- [Objetivo da tarefa]:
Responda, com base no texto sobre Durkheim:
1. A solidariedade mecânica está para qual tipo de solidariedade?
2. Segundo o postulado essencial da sociologia, o que aconteceria a uma instituição humana que repousasse sobre o erro e a mentira?
3. Qual instituição o texto aponta como a instituição social original?

- [Texto fornecido]:
⟨
Introduzindo e concluindo a sociologia do conhecimento de Durkheim (1996 [1912])

Síntese das principais idéias apresentadas por Durkheim na Introdução e na Conclusão de As formas elementares da vida religiosa.

Edição utilizada:
DURKHEIM, Émile. 1996. As formas elementares da vida religiosa. (Trad. Paulo Neves) São Paulo: Martins Fontes [1912]

A IDEIA DE “ELEMENTAR”
O elementar não é uma origem absoluta, apenas relativamente a uma evolução do simples para o complexo. Assim, as formas elementares da vida religiosa estão para as formas mais evoluídas como:

  • o simples está para o complexo
  • o primitivo está para o moderno/civilizado
  • o uniforme/homogêneo está para o diversificado/heterogêneo
  • o inferior está para o superior
  • o evidente/nu está para o oculto/vestido
  • o fácil de investigar está para o difícil de investigar
  • os elementos mais característicos de uma instituição estão para os menos característicos
  • o tosco/rudimentar/grosseiro está para o elaborado
  • a solidariedade mecânica está para a solidariedade orgânica

A mudança na concepção de evolução biológica causada pela descoberta de seres monocelulares é comparada com a proposição de uma concepção de evolução social a partir da ideia de que as religiões totêmicas australianas são as mais elementares: surpreender o segredo da vida no ser protoplásmico mais simples seria como surpreender o segredo da sociedade na instituição mais simples (p.458)

O POSTULADO ESSENCIAL DA SOCIOLOGIA
Uma instituição humana não pode repousar sobre o erro e a mentira, senão encontraria resistências insuperáveis e não duraria. Portanto, uma instituição humana deve ser fundada na natureza das coisas e em necessidades humanas.

INSTITUIÇÕES SÃO COMPOSIÇÕES DOCUMENTADAS DE CRENÇAS (ideias, representações) E RITOS (ações, práticas)
Nem necessidade física ou metafísica a priori (conceitos simbólicos lógico-racionais acessíveis pelas forças do espírito), nem experiência empírica direta individual (hábitos mutáveis acessíveis comportamentalmente), mas necessidade moral concreta acessível por observação histórica e etnográfica.

  • o que há de objetivo na ideia
  • símbolos bem fundados (na natureza das coisas)
  • artifício que segue de perto a natureza
  • obras de arte (nem artificial, nem natural)
  • imitação da natureza com perfeição crescente
  • conservação do poder específico da razão (transcender o empírico) sem sair do mundo observável
  • maneiras de agir (ritos) que surgem em grupos coordenados e que se destinam a suscitar, manter ou refazer estados mentais (crenças) desses grupos

A RELIGIÃO É A INSTITUIÇÃO SOCIAL ORIGINAL (a primeira a se desenvolver e a origem de todas as outras)
⟩
- [Dados fornecidos]:
⟨
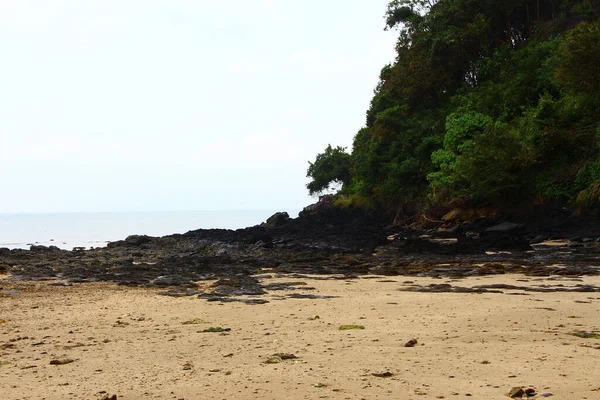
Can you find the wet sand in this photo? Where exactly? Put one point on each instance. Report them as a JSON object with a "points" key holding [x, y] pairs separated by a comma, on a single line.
{"points": [[137, 344]]}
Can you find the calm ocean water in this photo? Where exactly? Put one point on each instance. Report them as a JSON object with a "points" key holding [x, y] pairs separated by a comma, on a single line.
{"points": [[68, 230]]}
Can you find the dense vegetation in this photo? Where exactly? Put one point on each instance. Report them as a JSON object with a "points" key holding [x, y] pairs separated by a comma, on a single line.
{"points": [[488, 103]]}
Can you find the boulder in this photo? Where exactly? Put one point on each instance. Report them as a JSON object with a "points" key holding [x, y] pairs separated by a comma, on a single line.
{"points": [[504, 227], [277, 219], [42, 249]]}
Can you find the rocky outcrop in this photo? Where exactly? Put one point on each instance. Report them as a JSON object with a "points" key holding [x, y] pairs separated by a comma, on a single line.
{"points": [[324, 240]]}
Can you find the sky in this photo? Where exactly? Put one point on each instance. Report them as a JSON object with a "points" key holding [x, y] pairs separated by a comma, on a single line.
{"points": [[148, 105]]}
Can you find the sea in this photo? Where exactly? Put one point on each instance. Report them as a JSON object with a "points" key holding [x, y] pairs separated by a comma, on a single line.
{"points": [[91, 230]]}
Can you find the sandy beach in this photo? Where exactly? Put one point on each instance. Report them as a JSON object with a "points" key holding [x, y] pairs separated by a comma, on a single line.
{"points": [[138, 344]]}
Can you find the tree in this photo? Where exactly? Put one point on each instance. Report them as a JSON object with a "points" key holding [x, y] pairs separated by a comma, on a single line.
{"points": [[331, 166]]}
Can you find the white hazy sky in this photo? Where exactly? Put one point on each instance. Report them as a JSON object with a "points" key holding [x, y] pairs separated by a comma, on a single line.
{"points": [[138, 105]]}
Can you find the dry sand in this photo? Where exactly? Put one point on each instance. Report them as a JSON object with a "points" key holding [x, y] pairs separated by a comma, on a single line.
{"points": [[134, 343]]}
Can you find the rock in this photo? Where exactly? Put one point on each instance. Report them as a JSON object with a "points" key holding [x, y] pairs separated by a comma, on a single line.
{"points": [[43, 249], [325, 203], [385, 374], [62, 361], [137, 240], [530, 392], [216, 329], [172, 280], [285, 356], [237, 285], [350, 327], [277, 219], [538, 239], [516, 392], [504, 227]]}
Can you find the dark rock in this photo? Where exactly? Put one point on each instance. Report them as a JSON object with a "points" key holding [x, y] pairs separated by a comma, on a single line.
{"points": [[516, 392], [172, 280], [324, 204], [385, 374], [43, 249], [538, 239], [504, 227], [277, 219]]}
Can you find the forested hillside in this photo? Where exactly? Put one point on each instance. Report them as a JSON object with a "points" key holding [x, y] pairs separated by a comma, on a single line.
{"points": [[488, 103]]}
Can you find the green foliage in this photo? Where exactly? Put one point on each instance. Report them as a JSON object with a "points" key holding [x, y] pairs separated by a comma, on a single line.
{"points": [[488, 102], [331, 166]]}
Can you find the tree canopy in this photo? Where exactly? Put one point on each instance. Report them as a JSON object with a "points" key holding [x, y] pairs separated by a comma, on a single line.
{"points": [[487, 102]]}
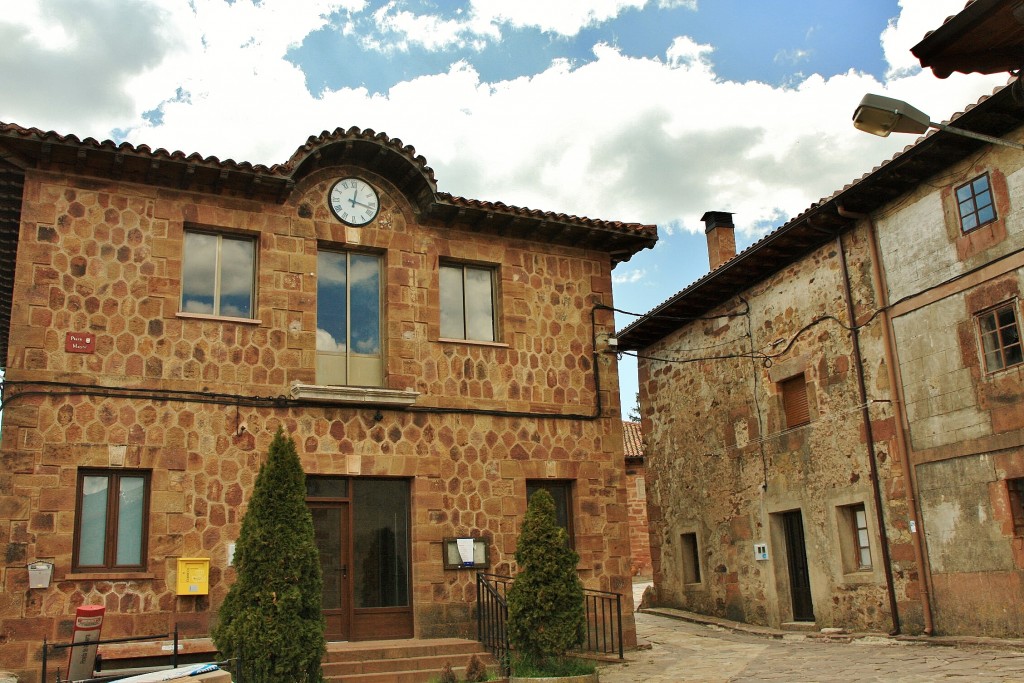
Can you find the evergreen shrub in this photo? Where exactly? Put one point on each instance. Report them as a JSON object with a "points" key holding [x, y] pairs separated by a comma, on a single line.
{"points": [[271, 616], [547, 616]]}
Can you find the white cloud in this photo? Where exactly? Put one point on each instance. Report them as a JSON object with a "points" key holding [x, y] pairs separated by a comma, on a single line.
{"points": [[654, 140]]}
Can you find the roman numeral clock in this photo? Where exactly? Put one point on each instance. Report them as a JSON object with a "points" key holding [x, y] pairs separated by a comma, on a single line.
{"points": [[353, 201]]}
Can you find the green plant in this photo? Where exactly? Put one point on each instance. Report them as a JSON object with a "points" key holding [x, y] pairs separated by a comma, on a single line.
{"points": [[476, 671], [271, 616], [524, 667], [547, 616], [448, 676]]}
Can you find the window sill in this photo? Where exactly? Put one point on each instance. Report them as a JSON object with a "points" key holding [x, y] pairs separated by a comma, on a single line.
{"points": [[219, 318], [346, 395], [472, 342], [110, 575]]}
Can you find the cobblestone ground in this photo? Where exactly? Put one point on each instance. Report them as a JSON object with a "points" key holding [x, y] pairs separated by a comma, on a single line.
{"points": [[684, 651]]}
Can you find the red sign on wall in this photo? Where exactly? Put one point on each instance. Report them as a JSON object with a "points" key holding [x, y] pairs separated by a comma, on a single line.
{"points": [[80, 342]]}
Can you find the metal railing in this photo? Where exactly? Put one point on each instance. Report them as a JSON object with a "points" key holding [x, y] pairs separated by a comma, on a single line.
{"points": [[604, 619]]}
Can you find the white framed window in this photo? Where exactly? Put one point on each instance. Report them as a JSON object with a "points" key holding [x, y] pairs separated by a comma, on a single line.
{"points": [[111, 520], [218, 274]]}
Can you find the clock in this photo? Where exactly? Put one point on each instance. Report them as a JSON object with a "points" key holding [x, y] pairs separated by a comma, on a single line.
{"points": [[353, 201]]}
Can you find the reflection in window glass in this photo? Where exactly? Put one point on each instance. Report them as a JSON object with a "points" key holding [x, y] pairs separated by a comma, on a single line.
{"points": [[93, 521], [467, 303], [130, 516], [381, 542], [111, 520], [974, 200], [348, 318], [218, 274]]}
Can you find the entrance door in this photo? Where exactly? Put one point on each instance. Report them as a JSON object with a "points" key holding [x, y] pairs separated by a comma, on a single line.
{"points": [[331, 530], [800, 578], [363, 528]]}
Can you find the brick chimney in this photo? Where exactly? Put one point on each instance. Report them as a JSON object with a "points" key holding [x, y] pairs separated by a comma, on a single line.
{"points": [[721, 237]]}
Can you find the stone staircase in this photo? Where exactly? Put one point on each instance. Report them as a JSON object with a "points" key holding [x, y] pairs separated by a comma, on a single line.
{"points": [[401, 660]]}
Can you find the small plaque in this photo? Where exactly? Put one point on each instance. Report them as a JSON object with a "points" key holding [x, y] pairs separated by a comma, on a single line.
{"points": [[80, 342]]}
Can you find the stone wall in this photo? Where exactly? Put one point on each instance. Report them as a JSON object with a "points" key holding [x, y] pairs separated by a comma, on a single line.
{"points": [[723, 465], [104, 257]]}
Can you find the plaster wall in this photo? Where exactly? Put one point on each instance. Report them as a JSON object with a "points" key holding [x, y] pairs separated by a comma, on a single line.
{"points": [[723, 465]]}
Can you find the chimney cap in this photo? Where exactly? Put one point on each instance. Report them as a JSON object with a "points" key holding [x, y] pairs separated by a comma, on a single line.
{"points": [[715, 219]]}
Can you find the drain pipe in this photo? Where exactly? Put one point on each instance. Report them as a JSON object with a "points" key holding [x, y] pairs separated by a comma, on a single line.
{"points": [[878, 275], [869, 437]]}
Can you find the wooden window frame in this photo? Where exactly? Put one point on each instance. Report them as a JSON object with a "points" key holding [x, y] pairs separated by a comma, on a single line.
{"points": [[689, 547], [1015, 491], [970, 202], [558, 488], [796, 402], [492, 270], [996, 334], [349, 357], [110, 564]]}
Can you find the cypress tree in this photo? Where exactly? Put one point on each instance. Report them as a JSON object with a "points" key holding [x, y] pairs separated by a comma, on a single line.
{"points": [[271, 615], [547, 616]]}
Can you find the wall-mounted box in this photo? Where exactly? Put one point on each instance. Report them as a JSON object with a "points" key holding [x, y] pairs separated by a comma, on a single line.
{"points": [[194, 575], [40, 573], [466, 553]]}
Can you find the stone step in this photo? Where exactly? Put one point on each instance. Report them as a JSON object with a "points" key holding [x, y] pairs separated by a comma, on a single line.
{"points": [[401, 662]]}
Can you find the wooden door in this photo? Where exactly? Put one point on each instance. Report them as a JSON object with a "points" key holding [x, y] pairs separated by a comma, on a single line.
{"points": [[332, 531], [800, 577]]}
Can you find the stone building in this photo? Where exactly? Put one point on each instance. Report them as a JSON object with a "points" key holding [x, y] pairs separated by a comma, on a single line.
{"points": [[834, 417], [434, 358], [636, 496]]}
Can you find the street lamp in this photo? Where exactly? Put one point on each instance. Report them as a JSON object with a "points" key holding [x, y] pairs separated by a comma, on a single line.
{"points": [[881, 116]]}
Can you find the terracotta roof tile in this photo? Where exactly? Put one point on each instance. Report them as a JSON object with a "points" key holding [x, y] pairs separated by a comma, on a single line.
{"points": [[632, 439]]}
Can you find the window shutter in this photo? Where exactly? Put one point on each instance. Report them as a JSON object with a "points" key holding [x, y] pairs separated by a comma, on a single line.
{"points": [[795, 401]]}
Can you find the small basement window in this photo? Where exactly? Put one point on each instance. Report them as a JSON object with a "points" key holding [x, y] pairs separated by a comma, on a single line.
{"points": [[691, 558], [795, 401]]}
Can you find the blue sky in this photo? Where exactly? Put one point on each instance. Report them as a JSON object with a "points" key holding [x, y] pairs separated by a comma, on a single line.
{"points": [[641, 111]]}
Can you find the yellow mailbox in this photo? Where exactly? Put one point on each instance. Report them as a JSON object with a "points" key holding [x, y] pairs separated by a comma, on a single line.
{"points": [[194, 575]]}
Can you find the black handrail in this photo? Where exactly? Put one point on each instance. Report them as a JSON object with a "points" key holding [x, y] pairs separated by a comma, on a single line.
{"points": [[604, 619], [492, 617]]}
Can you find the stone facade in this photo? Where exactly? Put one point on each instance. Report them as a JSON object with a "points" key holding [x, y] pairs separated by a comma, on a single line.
{"points": [[965, 420], [895, 504], [725, 466], [194, 400], [636, 495]]}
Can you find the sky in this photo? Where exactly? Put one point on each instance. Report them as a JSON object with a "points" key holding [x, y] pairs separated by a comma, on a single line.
{"points": [[639, 111]]}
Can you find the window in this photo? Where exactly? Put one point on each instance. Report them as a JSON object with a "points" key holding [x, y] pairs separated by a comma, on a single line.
{"points": [[467, 303], [1016, 489], [218, 275], [974, 201], [561, 492], [795, 401], [348, 319], [1000, 338], [111, 519], [854, 539], [691, 558]]}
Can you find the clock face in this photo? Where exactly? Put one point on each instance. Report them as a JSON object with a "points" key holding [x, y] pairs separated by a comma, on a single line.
{"points": [[353, 201]]}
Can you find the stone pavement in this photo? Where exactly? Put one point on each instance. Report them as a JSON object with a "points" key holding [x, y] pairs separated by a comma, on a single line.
{"points": [[682, 650]]}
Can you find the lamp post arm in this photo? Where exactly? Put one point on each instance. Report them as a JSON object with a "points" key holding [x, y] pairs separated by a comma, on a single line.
{"points": [[977, 136]]}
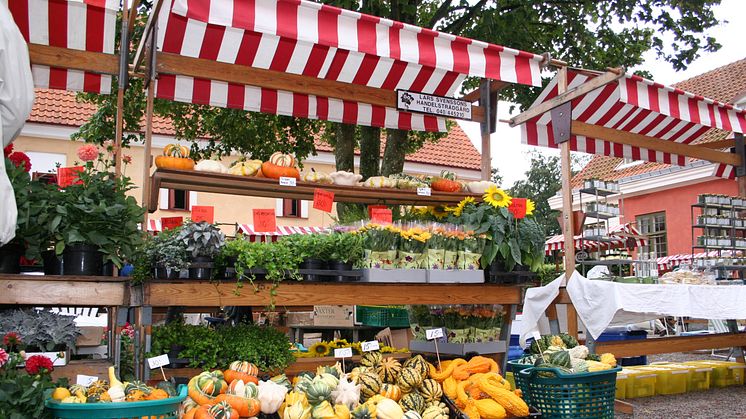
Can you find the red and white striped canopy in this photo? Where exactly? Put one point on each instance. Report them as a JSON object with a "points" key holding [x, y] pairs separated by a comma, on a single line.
{"points": [[311, 39], [618, 234], [639, 106], [86, 25], [248, 231]]}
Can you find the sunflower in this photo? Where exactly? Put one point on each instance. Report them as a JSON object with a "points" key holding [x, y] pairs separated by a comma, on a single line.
{"points": [[497, 197], [461, 205], [530, 207], [319, 349]]}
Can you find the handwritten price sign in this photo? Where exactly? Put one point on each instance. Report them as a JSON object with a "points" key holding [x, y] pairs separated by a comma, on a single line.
{"points": [[265, 221], [323, 200], [203, 213]]}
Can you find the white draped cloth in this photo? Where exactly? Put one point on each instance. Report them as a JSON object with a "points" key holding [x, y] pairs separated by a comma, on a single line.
{"points": [[16, 100]]}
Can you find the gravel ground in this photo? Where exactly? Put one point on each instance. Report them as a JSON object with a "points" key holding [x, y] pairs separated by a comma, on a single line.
{"points": [[729, 402]]}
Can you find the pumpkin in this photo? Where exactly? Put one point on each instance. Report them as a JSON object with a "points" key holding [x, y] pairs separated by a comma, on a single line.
{"points": [[246, 168], [220, 410], [204, 387], [283, 160], [241, 370], [274, 171]]}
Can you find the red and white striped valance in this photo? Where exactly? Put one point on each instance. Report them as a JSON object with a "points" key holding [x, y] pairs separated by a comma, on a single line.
{"points": [[639, 106], [248, 231], [86, 25], [311, 39]]}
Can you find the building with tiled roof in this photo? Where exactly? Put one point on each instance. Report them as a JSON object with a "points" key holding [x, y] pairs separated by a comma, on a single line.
{"points": [[56, 115], [658, 197]]}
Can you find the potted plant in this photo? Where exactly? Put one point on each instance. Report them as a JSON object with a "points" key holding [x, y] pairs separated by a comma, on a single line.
{"points": [[43, 332], [203, 242]]}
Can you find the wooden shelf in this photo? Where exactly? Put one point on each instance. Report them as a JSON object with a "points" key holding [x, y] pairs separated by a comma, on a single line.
{"points": [[42, 290], [290, 294], [270, 188]]}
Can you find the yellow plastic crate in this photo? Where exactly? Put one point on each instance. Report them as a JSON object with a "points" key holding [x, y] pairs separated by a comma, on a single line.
{"points": [[724, 373], [621, 385], [640, 383], [699, 376], [669, 379]]}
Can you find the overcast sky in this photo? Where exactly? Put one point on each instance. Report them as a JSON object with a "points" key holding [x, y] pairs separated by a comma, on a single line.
{"points": [[510, 156]]}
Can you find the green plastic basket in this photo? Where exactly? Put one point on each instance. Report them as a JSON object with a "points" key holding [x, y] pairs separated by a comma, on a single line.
{"points": [[382, 316], [570, 396], [160, 409]]}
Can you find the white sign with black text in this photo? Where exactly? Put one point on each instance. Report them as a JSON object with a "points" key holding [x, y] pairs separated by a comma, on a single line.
{"points": [[435, 105]]}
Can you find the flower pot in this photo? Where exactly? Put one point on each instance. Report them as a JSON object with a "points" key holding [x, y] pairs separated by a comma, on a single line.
{"points": [[53, 264], [201, 268], [82, 259], [161, 272], [312, 264], [10, 258], [335, 265]]}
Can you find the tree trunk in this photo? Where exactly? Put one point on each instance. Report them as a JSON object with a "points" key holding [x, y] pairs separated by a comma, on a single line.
{"points": [[344, 148], [393, 155], [370, 151]]}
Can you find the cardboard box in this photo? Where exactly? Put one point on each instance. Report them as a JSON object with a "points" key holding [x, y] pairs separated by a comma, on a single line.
{"points": [[90, 336], [339, 316]]}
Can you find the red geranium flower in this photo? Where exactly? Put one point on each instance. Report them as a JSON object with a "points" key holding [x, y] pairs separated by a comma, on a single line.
{"points": [[20, 158], [39, 363]]}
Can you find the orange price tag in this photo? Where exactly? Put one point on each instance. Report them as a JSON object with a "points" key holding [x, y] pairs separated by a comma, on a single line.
{"points": [[265, 221], [168, 223], [381, 215], [323, 199], [203, 213], [518, 207], [67, 176]]}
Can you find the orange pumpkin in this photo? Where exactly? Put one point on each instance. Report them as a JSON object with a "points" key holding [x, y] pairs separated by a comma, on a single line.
{"points": [[274, 171]]}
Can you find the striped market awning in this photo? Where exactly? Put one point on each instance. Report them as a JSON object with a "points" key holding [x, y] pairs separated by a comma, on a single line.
{"points": [[639, 106], [620, 236], [325, 42], [248, 231], [85, 25]]}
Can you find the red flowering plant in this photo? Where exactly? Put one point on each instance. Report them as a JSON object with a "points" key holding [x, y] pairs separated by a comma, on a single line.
{"points": [[24, 389]]}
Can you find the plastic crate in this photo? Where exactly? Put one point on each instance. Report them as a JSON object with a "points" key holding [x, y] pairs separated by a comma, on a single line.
{"points": [[154, 409], [382, 316], [570, 396], [639, 383]]}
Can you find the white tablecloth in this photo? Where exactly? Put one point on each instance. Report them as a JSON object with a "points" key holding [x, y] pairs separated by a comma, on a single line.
{"points": [[601, 304]]}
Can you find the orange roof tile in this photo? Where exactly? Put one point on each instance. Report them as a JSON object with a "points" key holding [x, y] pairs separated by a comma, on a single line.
{"points": [[724, 84], [59, 107]]}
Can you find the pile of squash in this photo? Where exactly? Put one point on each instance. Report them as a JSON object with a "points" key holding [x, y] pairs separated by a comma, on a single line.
{"points": [[380, 388], [233, 393], [478, 389]]}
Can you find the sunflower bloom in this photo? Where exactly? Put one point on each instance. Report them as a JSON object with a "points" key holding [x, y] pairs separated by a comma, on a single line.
{"points": [[497, 197], [530, 207]]}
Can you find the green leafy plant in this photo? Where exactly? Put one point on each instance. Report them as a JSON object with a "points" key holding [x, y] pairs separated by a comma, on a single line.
{"points": [[40, 329]]}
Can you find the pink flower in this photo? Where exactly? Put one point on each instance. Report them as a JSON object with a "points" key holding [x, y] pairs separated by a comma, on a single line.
{"points": [[88, 152], [3, 357]]}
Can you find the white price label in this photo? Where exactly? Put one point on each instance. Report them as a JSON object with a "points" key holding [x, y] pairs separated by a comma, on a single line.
{"points": [[343, 353], [434, 333], [158, 361], [371, 346], [85, 380], [287, 181]]}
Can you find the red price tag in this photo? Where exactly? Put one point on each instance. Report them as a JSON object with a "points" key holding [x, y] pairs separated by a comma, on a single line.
{"points": [[67, 176], [518, 207], [168, 223], [265, 221], [323, 199], [381, 215], [203, 213]]}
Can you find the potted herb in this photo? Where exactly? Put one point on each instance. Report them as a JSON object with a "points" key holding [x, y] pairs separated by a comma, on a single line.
{"points": [[43, 332], [203, 242]]}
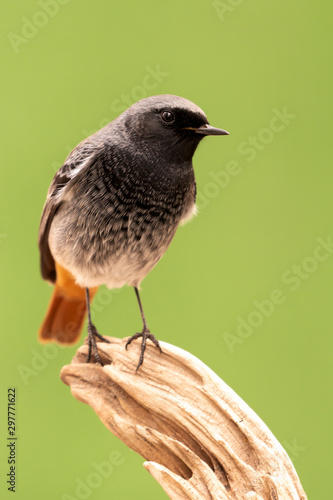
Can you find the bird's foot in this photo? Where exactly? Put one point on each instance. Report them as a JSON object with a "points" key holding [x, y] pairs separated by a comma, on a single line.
{"points": [[92, 334], [146, 335]]}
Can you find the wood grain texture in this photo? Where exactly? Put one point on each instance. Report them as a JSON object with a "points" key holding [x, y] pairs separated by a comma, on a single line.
{"points": [[200, 440]]}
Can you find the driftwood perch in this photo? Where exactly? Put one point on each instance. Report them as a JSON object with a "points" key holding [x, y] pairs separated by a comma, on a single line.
{"points": [[200, 440]]}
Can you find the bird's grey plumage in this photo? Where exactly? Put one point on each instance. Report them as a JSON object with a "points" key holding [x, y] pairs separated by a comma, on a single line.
{"points": [[114, 206]]}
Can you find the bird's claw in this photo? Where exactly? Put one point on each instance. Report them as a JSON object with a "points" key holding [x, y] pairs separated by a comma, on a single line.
{"points": [[92, 333], [146, 335]]}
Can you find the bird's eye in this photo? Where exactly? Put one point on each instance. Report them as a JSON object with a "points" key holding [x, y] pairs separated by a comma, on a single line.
{"points": [[167, 116]]}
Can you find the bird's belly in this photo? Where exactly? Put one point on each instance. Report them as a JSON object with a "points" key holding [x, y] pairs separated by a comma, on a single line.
{"points": [[96, 254]]}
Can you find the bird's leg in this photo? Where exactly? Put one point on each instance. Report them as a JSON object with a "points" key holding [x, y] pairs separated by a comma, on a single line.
{"points": [[145, 334], [92, 333]]}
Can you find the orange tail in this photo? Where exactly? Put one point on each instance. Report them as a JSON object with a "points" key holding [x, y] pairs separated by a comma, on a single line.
{"points": [[67, 310]]}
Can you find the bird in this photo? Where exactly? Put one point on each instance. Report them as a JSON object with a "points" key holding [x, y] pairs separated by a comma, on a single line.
{"points": [[113, 208]]}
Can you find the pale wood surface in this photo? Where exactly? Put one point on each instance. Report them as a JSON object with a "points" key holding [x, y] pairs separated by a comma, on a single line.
{"points": [[200, 440]]}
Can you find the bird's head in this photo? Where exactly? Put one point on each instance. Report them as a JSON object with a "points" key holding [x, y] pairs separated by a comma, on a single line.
{"points": [[167, 125]]}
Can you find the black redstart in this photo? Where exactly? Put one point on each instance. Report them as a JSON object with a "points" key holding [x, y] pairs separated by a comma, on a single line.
{"points": [[113, 208]]}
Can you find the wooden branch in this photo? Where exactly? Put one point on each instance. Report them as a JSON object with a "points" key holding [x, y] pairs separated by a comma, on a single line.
{"points": [[200, 439]]}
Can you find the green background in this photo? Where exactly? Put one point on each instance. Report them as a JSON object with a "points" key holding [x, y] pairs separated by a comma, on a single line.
{"points": [[238, 63]]}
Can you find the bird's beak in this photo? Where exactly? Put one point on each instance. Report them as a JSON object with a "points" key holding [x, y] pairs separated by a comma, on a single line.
{"points": [[209, 130]]}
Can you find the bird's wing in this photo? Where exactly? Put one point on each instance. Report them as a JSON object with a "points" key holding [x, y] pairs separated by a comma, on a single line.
{"points": [[81, 158]]}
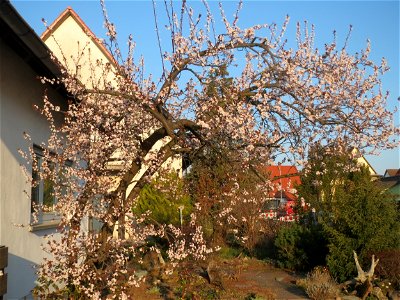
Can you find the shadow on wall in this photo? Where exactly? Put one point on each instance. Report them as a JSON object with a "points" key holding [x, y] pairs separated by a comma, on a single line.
{"points": [[21, 278]]}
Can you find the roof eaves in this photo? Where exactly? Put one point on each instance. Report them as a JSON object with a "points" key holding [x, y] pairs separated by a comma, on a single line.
{"points": [[69, 12]]}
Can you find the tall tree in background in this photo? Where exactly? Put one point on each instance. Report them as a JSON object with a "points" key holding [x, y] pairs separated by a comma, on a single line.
{"points": [[356, 214], [278, 101]]}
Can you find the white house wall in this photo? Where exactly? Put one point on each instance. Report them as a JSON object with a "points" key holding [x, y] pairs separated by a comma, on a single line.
{"points": [[20, 89]]}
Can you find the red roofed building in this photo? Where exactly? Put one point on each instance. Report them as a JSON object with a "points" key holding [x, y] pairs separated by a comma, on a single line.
{"points": [[282, 197]]}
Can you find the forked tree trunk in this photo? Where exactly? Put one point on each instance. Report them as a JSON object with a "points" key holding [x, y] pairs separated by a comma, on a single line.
{"points": [[362, 275], [365, 278]]}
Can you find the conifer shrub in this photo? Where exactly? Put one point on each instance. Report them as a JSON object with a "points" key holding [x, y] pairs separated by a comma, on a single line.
{"points": [[388, 267], [161, 200], [354, 212], [319, 284], [301, 247]]}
⟩
- [Resposta escrita]:
1. A solidariedade orgânica.
2. Encontraria resistências insuperáveis e não duraria.
3. A religião.